Problem to work on ▸ Print the entries that appear below, exactly as written and without their pictures.
─── Working data
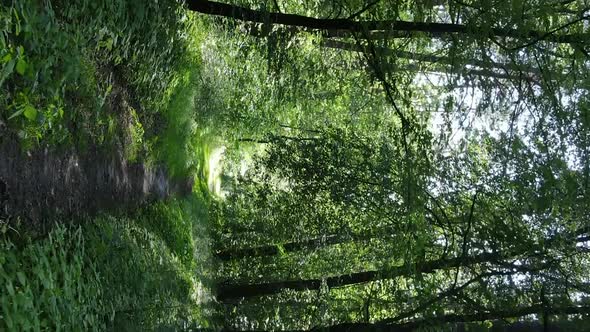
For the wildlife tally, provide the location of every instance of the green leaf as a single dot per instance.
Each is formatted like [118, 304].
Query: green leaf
[7, 57]
[30, 112]
[17, 113]
[21, 66]
[21, 277]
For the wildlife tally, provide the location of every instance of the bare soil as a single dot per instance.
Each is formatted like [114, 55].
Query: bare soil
[39, 185]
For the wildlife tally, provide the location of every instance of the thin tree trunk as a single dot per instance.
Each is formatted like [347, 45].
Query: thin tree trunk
[434, 58]
[228, 291]
[249, 15]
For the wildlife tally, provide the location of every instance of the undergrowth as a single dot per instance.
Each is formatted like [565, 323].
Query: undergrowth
[127, 273]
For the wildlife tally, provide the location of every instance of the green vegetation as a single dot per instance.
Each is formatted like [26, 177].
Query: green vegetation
[115, 273]
[385, 165]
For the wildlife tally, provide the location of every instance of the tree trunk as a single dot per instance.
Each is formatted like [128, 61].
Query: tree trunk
[235, 291]
[249, 15]
[505, 67]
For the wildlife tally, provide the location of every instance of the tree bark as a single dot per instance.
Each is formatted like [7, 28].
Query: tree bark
[227, 292]
[506, 67]
[249, 15]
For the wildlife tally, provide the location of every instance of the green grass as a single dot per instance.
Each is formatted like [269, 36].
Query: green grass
[60, 64]
[127, 273]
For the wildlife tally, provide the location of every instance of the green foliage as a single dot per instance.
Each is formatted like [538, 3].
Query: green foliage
[122, 273]
[50, 284]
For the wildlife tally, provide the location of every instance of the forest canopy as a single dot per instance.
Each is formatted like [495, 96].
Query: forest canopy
[255, 165]
[412, 163]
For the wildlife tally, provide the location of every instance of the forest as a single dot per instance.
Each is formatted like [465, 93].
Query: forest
[282, 165]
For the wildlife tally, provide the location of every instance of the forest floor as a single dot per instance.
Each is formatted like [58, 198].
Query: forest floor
[72, 182]
[104, 172]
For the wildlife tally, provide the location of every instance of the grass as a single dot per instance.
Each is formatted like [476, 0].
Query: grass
[113, 272]
[103, 73]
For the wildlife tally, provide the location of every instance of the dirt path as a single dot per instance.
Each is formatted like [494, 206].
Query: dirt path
[43, 183]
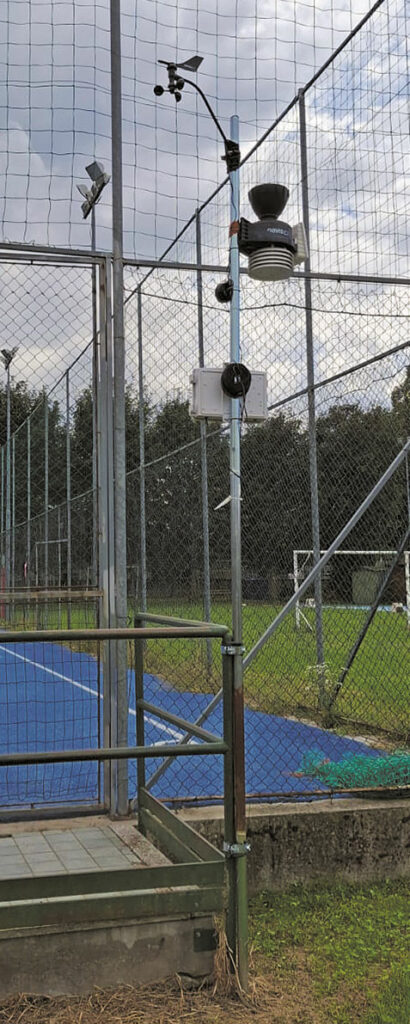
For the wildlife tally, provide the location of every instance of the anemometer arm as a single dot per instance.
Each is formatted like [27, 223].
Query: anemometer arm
[232, 151]
[175, 84]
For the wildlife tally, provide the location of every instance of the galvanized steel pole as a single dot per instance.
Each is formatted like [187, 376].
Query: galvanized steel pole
[8, 483]
[204, 460]
[68, 493]
[141, 426]
[121, 727]
[236, 567]
[313, 450]
[45, 502]
[12, 513]
[29, 501]
[94, 409]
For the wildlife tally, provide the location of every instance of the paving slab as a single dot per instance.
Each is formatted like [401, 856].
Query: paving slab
[70, 848]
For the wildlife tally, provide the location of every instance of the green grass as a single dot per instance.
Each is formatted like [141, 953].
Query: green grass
[345, 946]
[283, 678]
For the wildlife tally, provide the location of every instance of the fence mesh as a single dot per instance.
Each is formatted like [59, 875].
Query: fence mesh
[356, 152]
[299, 706]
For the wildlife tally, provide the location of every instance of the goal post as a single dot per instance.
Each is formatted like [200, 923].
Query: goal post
[302, 563]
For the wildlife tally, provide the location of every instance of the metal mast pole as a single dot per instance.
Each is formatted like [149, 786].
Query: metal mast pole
[204, 461]
[8, 482]
[236, 556]
[120, 726]
[313, 450]
[94, 410]
[141, 425]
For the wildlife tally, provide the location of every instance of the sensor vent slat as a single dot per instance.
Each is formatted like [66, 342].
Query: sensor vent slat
[271, 264]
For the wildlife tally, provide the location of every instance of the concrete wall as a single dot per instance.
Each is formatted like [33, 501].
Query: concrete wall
[349, 840]
[70, 962]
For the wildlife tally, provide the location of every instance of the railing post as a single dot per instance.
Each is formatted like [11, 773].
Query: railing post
[229, 801]
[140, 725]
[235, 845]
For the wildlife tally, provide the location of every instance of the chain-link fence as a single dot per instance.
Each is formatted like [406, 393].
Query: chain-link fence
[331, 683]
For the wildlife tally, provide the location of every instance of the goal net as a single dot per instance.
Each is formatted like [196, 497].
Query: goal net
[352, 579]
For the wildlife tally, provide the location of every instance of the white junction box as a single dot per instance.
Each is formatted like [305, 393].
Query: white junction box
[209, 401]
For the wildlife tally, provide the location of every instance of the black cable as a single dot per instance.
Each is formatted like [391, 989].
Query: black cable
[356, 647]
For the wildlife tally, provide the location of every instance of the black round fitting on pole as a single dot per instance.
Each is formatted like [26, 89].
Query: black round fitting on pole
[236, 380]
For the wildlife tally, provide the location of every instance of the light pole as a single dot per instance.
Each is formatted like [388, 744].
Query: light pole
[91, 196]
[7, 355]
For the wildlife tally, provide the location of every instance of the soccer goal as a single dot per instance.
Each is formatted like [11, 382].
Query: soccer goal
[352, 579]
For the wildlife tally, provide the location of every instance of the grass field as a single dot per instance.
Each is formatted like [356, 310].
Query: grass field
[283, 678]
[319, 955]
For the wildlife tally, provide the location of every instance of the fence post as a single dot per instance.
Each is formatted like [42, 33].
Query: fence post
[94, 411]
[29, 501]
[119, 402]
[204, 461]
[141, 424]
[313, 450]
[45, 613]
[68, 494]
[2, 560]
[106, 525]
[140, 725]
[235, 489]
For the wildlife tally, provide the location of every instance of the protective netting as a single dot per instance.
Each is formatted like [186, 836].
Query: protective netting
[356, 771]
[298, 697]
[54, 59]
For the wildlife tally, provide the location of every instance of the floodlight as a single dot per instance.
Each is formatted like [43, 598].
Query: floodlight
[99, 179]
[84, 192]
[273, 247]
[7, 355]
[95, 171]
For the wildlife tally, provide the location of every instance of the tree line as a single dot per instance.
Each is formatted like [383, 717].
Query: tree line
[355, 446]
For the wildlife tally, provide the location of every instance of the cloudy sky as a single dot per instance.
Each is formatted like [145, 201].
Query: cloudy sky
[54, 110]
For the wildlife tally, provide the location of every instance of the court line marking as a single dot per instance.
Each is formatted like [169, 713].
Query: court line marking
[88, 689]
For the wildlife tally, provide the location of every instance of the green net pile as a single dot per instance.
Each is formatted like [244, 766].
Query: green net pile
[358, 770]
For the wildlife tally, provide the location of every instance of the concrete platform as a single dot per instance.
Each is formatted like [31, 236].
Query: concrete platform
──────
Answer for the task ▸
For the wildlife tally, provide the location of every instance of the green leaf as a single dot per instance.
Each is formatted like [118, 304].
Query: green leaf
[7, 57]
[30, 112]
[17, 113]
[21, 66]
[21, 277]
For the wildlife tally, provide the location of every instance of the bare soil as a single dot per instance.
Each is formatted like [114, 55].
Query: bare soil
[39, 185]
For the wildlife tally, provide the location of every instance of the thin tree trunk as a single dot per instance.
Each is formatted like [347, 45].
Query: thin tree trunk
[434, 58]
[228, 291]
[249, 15]
For the wildlife tally, provide the location of every instance of the undergrowth as a single dot per instance.
Each is formatted like [565, 323].
Query: undergrowth
[127, 273]
For the wildlife tally, provide the location of every instance of the green vegetation as a single dot per instance.
Each is formatted like [26, 177].
Query: green vegetation
[115, 273]
[385, 165]
For the wildlife tally, provide the location of every instance of the tree trunk as a single dot per instance.
Each is formatted like [128, 61].
Query: tree trunk
[235, 291]
[249, 15]
[505, 67]
For the wildlife tally, provide the location of every instance of the tree bark as a single dot per instance.
Each is formatted like [7, 28].
Query: tree bark
[227, 292]
[506, 67]
[249, 15]
For the wildlife tally, provide the location of every instance of the green grass as a single dot per instance.
Each is formatted like [269, 36].
Query: green grass
[60, 64]
[127, 273]
For the wildlife tally, provide the location of every instance of the green foliage as a single dot per instance.
Each is formatted like [538, 3].
Query: green foliage
[122, 273]
[50, 284]
For the wildlife tally, provide the location of every instance of the forest canopy as a single dot per instance.
Each is formatted like [495, 96].
Query: forest canopy
[255, 165]
[412, 163]
For the wildlife tally, provide the location of every instance of the forest as a single dot per instance.
Each is formatted like [465, 93].
Query: forest
[282, 165]
For the wildlife tally, provide the location of every instance of the forest floor as a single dot per instance.
Each is formatted like [58, 198].
Query: forest floor
[72, 182]
[104, 172]
For the wildlife tally, provide the location of every instance of the grass as a single dot per instance.
Each is formatted like [476, 0].
Query: grass
[113, 272]
[103, 73]
For the wildlife tally, provide the location of every instance of the dirt path as a single dot per instance.
Each is formatted like [494, 206].
Query: dirt path
[43, 183]
For the wildlife tally, provide the location of every instance of the anemometer arm as a single dot per instance.
Each is formatted like [27, 223].
Query: anemometer arm
[232, 151]
[175, 84]
For the wildlife tally, provide the location of every instance of the galvanized steel pole as a single dot per instance.
Each is formatted like [187, 376].
Query: galvanized steel pole
[8, 483]
[204, 460]
[68, 493]
[141, 426]
[121, 727]
[236, 567]
[313, 450]
[45, 502]
[12, 513]
[29, 501]
[94, 409]
For the wildlife tally, provide the location of every instance of the paving slab as a single dot per instance.
Each is formatted like [401, 856].
Query: paving slab
[70, 848]
For the wildlife tally, provide the location of every instance of the green grass as a single dot per instance.
Each is formatted like [141, 953].
Query: green grass
[345, 946]
[283, 678]
For the wildlife tally, provide the location of every instance of the fence mesh as a single dot per instance.
Each is formatted like [59, 875].
Query: fence mesh
[356, 152]
[299, 706]
For the wildlife tally, provide the location of every instance of the goal post as a single dot per instance.
Each is formatted like [200, 923].
Query: goal post
[302, 563]
For the wildlife tally, provide the location of every instance of the metal mast pole as a single dot per instance.
Each is formatted like [149, 786].
Query: metal mast pole
[204, 461]
[8, 482]
[236, 556]
[120, 726]
[313, 450]
[94, 410]
[141, 425]
For the wildlife tally, provide the location of every instance of the sensor vent slat as a single dot per instance.
Each is formatted like [66, 342].
Query: sensor vent slat
[271, 264]
For the wildlife tally, provide the location of every instance of the concrete wall as a single dot per instance.
Each is formatted like [33, 501].
Query: concrete wall
[349, 840]
[70, 962]
For the wildlife tally, provide the location of every instance of the railing post as a single dot per instance.
Each is formatted like [11, 773].
Query: railing post
[229, 801]
[140, 725]
[235, 845]
For the wildlife tally, provide the location of every instance of the chain-link fence as a single dot per instance.
Each is formatted like [406, 393].
Query: chain-link fence
[331, 683]
For the wildlife tally, provide the location of every instance of the goal net as a single dot per instance.
Each is formatted like [196, 497].
Query: goal net
[352, 579]
For the wildlife tally, provide the location of every instance of the white junction box as a single dot per instance.
Each is formatted like [305, 393].
Query: white junction box
[209, 401]
For the wildlife tally, provide the location of every instance of the black cable as a single dot per instance.
Each is formatted like [391, 989].
Query: black cable
[356, 647]
For the wildlife tally, provide the location of every instance of the black round fitting on pole as a single dot per instance.
Each is formatted like [26, 89].
Query: black round fitting on pole
[236, 380]
For the wildlife tally, provide the location of every instance of the light pole as a single dot per instance.
Each is formatted like [388, 744].
Query: light pole
[91, 196]
[7, 355]
For the wildlife tally, provide the location of every instance of the soccer goal as a single dot per instance.
Each is formatted like [11, 382].
Query: soccer goal
[352, 579]
For the wildlife tally, provide the location of every instance of the grass field as a single dot per instance.
Each is formatted like [356, 310].
Query: grass field
[283, 678]
[319, 955]
For the wildlife tally, provide the location of every instance of the fence post as a single dot per instance.
Each is formatted like [42, 33].
Query: fence post
[94, 411]
[29, 501]
[119, 402]
[204, 461]
[141, 424]
[313, 450]
[45, 613]
[68, 494]
[2, 560]
[106, 525]
[140, 725]
[235, 489]
For the wildlife tally, provide the location of every instance of the protective netting as a single dot per instance.
Each is formatted like [186, 836].
Query: protective netting
[356, 771]
[298, 697]
[54, 59]
For the wildlife tally, provide the location of every instance of the floodlight as a single dot per instance.
Each is formatted like [43, 598].
Query: floodlight
[99, 179]
[84, 192]
[273, 247]
[7, 355]
[95, 171]
For the wildlife tally, provide the location of every instance of the tree line as a single dot per instance.
Each is formatted like [383, 717].
Query: tree line
[355, 446]
For the wildlife tally, provide the location of every instance of the cloudy sky as a single dot per instance.
Each is formatted like [145, 201].
Query: cloudy sky
[54, 110]
For the wildlife tally, provide the location of every instance of the court line marking as a single dot per instance.
Each is formatted like [169, 713].
Query: court line marking
[88, 689]
For the wildlife tally, provide the location of every instance of the green net pile as a single dot per instance.
Each is formatted like [244, 766].
Query: green net pile
[358, 770]
For the wildlife tally, provide the location of every instance of the concrete platform as a single dot per instance.
Each is formatted like [31, 236].
Query: concrete platform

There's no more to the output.